- [YOUR OBJECTIVE]:
Find "the owl face" and "Would you be so kind as to point out the rough" in the records below. Copy the lines holding them and every line between, exactly, and no others.

- [EXERCISE DATA]:
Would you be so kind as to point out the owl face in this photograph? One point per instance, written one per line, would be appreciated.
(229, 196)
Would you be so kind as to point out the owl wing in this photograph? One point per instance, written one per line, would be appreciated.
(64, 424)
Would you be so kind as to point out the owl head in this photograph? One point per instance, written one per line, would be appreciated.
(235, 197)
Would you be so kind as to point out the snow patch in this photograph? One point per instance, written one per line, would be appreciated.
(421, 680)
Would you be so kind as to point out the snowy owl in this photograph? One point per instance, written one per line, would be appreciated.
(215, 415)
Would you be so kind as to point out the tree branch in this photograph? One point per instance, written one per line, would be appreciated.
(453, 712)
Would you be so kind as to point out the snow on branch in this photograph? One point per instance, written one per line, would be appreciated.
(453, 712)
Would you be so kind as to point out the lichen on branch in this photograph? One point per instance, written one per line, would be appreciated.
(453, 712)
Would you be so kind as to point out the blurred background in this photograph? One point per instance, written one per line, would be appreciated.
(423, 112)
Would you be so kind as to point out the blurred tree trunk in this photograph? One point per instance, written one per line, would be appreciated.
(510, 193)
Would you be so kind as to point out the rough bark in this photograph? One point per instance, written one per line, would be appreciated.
...
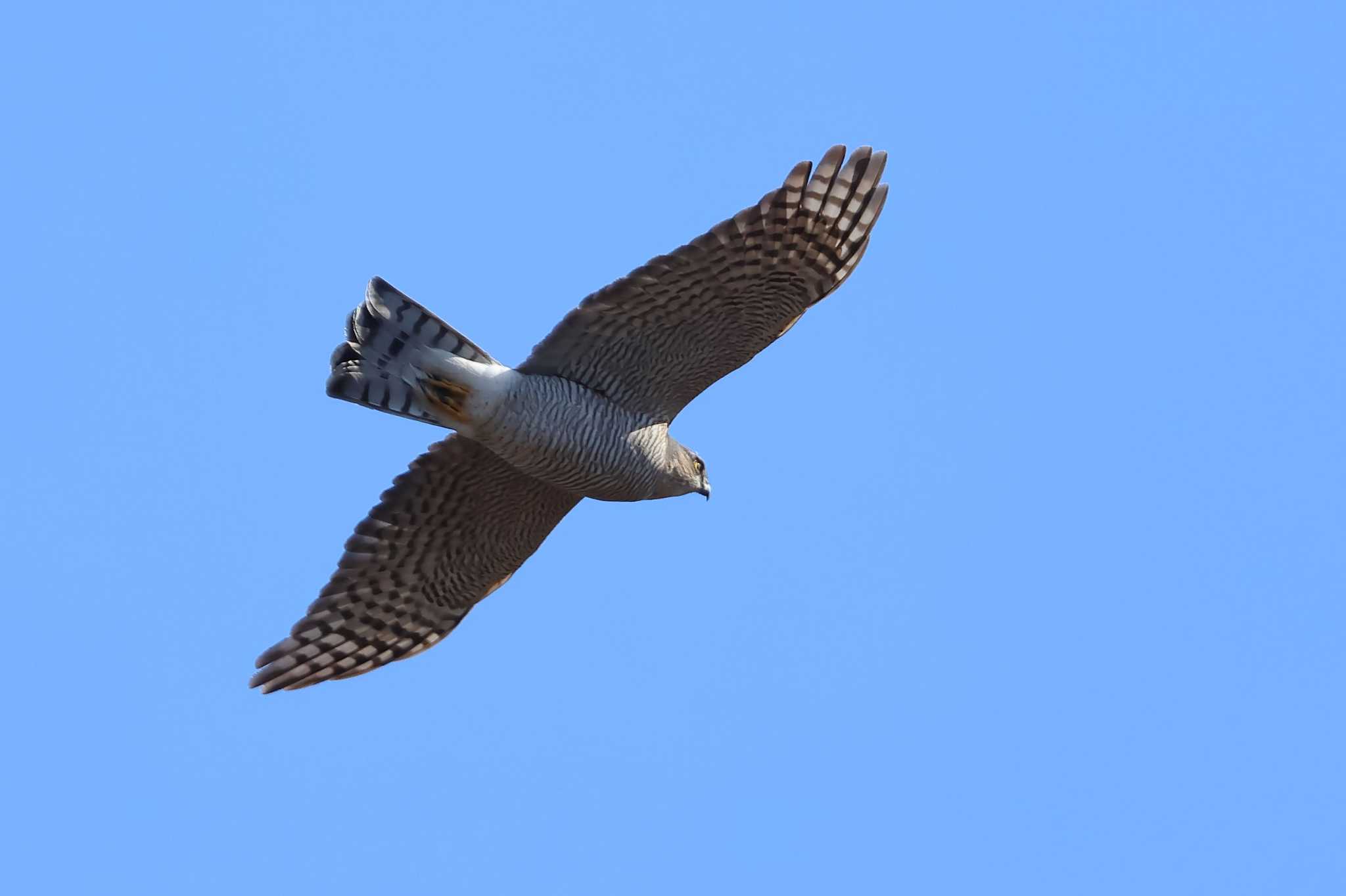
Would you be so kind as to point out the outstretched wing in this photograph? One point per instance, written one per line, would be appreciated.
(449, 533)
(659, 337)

- [RESULT OF THIS EXERCISE]:
Would you be so kind as to point out the owl face in this photograph? One point per instance, written one per line, would be appreciated.
(229, 196)
Would you be so kind as to point out the owl wing in this photograph? One point per instance, written one per line, would be appreciated.
(64, 424)
Would you be so kind as to point out the owl head in this photograph? One point per instance, written one per line, would be appreciated.
(235, 197)
Would you be so kind as to point out the snow patch in this photograph? One point per instance, written one per line, would be appreciated.
(421, 680)
Would you be so kind as to point out the snowy owl in this photograph? One point per instance, written one per line, would be appreciated.
(215, 415)
Would you be so kind as to point out the tree branch in this photograph? One point per instance, written one per line, would be appreciated.
(453, 712)
Would you be so kind as to point out the snow on branch in this photograph? One point per instance, written one per line, would be appreciated.
(453, 712)
Would you be so kind as to point out the lichen on branch in this photograph? One point per instance, written one per line, would be appreciated.
(453, 712)
Would you be so kind as to point out the blurred background in this photograph? One point per instance, written one per line, would be appreciated.
(423, 112)
Would you be so kind as to point out the blurred tree trunk in this photograph? One point per instance, written one per line, would be appreciated.
(510, 193)
Would you be so kind as to point out the rough bark in this photograph? One point per instance, written one per line, would be appreciated.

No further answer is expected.